TASKS TO CARRY OUT>
1. In the forum thread about foster kittens, rewrite the passage that begins at the words "The two remaining" and stops after "know what's happening.", changing "white cats" to "white kittens".
2. According to the forum thread about foster kittens, what colors are the two remaining kittens?

SELECTION>
• • • • • • •

# It's raining cats....



## Arianwen (Jun 3, 2012)

Having recently acquired two long term foster babies, I may be about to acquire two short term ones - two kittens.

If a space opens up with the Cat Protection League in time, I may not have them but, otherwise, they will be joining e when the person who currently has them goes on holiday and then staying until there is a place for them.

The CPL supports the shelter I'm involved with and it's all a bit convoluted but someone found a she cat and four kittens but no-where had any room for them. They are going to keep the Queen (I think she has now been "done") and found known adopters for two of the four kittens.

The two remaining ones are one black and one white (I haven't met them and won't if there is a space before I need to step up to the plate).

Sadly, I have been told that, for some reason, vivisectionists are particularly interested in white cats at present so although they are relatively easy to find real homes for (especially if not deaf), they are still vulnerable.

I'll keep you updated as and when I know what's happening.


----------



## spirite (Jul 31, 2012)

Vivisectionists! OMG!!! That's horrifying. 

Any word on the potential arrival of the kittens?


----------



## 10cats2dogs (Jun 16, 2013)

• • • • • • •

ENTRIES SHOWN>
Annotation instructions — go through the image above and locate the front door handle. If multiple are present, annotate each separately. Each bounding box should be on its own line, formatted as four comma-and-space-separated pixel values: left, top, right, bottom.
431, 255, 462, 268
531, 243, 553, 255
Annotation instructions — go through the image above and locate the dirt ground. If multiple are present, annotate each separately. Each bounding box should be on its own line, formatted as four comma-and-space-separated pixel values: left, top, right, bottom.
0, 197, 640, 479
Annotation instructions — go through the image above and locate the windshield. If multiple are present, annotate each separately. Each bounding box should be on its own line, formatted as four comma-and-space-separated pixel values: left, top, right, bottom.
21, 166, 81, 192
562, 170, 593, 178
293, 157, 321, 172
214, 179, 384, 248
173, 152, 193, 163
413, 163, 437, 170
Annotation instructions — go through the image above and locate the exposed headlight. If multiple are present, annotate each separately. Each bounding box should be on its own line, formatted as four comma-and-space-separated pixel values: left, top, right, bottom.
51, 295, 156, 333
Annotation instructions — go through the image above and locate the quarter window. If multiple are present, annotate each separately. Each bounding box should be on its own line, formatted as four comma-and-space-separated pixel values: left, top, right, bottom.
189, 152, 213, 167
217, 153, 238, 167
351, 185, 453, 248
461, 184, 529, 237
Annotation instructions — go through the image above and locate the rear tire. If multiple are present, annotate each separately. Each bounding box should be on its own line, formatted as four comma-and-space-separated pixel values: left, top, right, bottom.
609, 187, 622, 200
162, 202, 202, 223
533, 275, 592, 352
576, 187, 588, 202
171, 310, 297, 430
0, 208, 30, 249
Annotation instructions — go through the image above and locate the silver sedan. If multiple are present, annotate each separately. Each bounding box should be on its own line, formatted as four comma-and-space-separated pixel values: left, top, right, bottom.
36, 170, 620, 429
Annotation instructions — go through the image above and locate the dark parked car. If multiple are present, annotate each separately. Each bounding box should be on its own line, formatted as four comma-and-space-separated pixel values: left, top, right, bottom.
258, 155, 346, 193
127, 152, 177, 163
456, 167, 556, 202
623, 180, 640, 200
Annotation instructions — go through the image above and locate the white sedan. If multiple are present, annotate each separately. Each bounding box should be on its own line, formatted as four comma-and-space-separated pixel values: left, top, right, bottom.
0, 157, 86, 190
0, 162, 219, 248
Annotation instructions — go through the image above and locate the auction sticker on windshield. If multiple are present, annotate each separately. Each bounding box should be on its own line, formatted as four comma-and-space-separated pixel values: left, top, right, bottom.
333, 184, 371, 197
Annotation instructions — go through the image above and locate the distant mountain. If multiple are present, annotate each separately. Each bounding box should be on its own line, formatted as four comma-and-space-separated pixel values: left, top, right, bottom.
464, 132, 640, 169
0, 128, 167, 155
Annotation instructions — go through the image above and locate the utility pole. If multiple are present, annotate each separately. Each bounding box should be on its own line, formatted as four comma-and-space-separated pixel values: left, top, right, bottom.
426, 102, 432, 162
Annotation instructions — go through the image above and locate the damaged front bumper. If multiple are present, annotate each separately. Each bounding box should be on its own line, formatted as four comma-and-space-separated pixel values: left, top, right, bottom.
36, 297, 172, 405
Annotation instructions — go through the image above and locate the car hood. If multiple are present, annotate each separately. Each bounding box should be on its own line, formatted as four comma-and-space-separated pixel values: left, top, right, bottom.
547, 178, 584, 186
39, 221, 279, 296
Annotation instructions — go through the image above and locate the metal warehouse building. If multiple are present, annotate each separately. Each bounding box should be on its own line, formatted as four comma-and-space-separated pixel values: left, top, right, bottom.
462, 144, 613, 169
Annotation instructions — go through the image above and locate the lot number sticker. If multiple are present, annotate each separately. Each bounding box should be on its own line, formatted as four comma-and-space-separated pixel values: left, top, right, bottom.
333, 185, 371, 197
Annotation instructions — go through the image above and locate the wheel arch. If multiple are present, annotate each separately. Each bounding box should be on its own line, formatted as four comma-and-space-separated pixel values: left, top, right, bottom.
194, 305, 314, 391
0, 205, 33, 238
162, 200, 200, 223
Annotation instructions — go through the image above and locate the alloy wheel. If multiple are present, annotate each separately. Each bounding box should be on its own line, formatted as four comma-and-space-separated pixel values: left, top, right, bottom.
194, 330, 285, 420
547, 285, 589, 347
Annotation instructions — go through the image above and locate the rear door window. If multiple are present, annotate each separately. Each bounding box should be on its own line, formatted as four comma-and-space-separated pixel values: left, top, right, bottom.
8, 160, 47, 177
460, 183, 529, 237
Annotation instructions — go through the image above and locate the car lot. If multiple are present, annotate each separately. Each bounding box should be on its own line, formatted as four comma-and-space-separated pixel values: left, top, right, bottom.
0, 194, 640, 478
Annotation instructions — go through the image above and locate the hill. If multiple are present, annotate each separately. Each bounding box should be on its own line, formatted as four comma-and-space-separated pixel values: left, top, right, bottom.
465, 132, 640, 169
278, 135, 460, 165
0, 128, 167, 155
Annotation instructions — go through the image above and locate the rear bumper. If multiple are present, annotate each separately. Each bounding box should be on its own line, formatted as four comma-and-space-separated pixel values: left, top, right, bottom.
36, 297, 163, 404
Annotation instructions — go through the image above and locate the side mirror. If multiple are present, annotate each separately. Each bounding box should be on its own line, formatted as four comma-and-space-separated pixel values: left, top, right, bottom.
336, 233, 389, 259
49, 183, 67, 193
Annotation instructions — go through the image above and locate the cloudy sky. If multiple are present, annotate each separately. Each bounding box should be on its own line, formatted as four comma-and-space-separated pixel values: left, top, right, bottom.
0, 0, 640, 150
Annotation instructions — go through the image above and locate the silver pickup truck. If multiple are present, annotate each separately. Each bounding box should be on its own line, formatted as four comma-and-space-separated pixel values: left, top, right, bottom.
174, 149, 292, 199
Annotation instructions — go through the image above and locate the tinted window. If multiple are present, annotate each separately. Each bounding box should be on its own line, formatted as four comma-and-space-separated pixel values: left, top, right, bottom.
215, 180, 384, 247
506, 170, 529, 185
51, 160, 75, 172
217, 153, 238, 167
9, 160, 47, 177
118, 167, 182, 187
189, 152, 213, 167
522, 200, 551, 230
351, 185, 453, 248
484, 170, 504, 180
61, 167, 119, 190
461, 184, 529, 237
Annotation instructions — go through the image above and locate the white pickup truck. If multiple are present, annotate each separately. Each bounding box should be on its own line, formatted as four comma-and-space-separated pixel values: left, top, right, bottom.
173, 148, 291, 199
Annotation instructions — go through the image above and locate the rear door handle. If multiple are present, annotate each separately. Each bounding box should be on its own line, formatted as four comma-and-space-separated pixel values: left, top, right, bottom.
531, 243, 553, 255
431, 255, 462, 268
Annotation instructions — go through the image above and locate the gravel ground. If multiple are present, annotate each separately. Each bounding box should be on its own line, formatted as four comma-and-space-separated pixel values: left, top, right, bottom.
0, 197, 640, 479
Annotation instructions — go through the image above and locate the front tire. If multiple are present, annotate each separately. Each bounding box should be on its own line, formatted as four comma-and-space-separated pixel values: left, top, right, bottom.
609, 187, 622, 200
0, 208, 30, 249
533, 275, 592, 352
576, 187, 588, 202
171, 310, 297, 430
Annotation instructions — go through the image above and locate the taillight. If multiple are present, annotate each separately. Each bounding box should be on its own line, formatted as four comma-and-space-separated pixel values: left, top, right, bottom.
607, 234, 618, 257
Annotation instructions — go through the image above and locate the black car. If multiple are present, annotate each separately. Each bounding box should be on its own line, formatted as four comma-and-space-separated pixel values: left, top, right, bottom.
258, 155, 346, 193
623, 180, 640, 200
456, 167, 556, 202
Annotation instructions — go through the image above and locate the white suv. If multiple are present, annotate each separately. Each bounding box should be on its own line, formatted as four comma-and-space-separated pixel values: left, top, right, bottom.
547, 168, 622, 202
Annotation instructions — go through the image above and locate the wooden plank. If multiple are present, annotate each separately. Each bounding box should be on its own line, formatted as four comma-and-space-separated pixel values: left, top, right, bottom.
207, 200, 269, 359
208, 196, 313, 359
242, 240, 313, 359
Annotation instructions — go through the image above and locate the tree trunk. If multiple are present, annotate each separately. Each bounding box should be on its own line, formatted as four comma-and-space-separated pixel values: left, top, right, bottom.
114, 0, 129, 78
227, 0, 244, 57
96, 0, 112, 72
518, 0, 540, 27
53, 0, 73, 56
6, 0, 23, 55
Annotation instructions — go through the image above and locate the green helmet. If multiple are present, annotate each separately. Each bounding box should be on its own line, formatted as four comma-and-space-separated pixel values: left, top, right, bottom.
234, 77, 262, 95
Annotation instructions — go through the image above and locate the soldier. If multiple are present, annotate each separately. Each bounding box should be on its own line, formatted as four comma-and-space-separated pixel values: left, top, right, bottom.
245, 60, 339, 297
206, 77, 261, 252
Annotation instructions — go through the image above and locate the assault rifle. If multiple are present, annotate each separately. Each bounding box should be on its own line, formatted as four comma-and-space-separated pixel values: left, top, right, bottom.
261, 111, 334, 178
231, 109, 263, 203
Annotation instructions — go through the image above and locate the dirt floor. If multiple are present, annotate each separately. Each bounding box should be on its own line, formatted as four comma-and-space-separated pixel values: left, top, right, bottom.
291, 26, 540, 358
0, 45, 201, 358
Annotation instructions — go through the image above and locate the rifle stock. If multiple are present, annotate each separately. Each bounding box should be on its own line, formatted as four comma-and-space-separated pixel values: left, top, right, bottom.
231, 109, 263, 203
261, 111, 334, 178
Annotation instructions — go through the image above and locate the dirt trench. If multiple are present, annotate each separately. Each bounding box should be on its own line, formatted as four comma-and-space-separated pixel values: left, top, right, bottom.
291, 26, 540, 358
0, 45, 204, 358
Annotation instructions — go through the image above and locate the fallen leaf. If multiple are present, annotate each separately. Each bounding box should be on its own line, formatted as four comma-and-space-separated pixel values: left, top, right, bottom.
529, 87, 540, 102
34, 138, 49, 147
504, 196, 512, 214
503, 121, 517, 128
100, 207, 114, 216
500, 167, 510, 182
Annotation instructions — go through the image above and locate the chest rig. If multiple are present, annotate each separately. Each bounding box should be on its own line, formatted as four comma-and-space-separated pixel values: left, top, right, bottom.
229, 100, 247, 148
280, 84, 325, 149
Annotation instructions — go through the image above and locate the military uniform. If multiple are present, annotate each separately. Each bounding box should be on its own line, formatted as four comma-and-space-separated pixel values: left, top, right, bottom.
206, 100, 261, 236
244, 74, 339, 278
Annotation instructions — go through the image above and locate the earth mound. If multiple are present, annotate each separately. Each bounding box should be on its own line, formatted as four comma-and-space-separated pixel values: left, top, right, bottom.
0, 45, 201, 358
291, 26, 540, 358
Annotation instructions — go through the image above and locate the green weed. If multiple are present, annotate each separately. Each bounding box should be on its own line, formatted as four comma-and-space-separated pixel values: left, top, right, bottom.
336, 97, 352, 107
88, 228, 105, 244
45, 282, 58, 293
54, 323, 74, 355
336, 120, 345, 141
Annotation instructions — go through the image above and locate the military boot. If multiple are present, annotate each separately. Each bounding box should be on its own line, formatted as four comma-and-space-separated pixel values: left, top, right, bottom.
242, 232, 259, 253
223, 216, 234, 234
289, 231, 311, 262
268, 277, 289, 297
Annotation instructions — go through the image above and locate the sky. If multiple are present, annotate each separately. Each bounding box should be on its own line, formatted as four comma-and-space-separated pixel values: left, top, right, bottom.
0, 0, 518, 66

• • • • • • •

RESPONSES TO THE TASKS>
1.
The two remaining ones are one black and one white (I haven't met them and won't if there is a space before I need to step up to the plate).

Sadly, I have been told that, for some reason, vivisectionists are particularly interested in white kittens at present so although they are relatively easy to find real homes for (especially if not deaf), they are still vulnerable.

I'll keep you updated as and when I know what's happening.

2. One is black and one is white.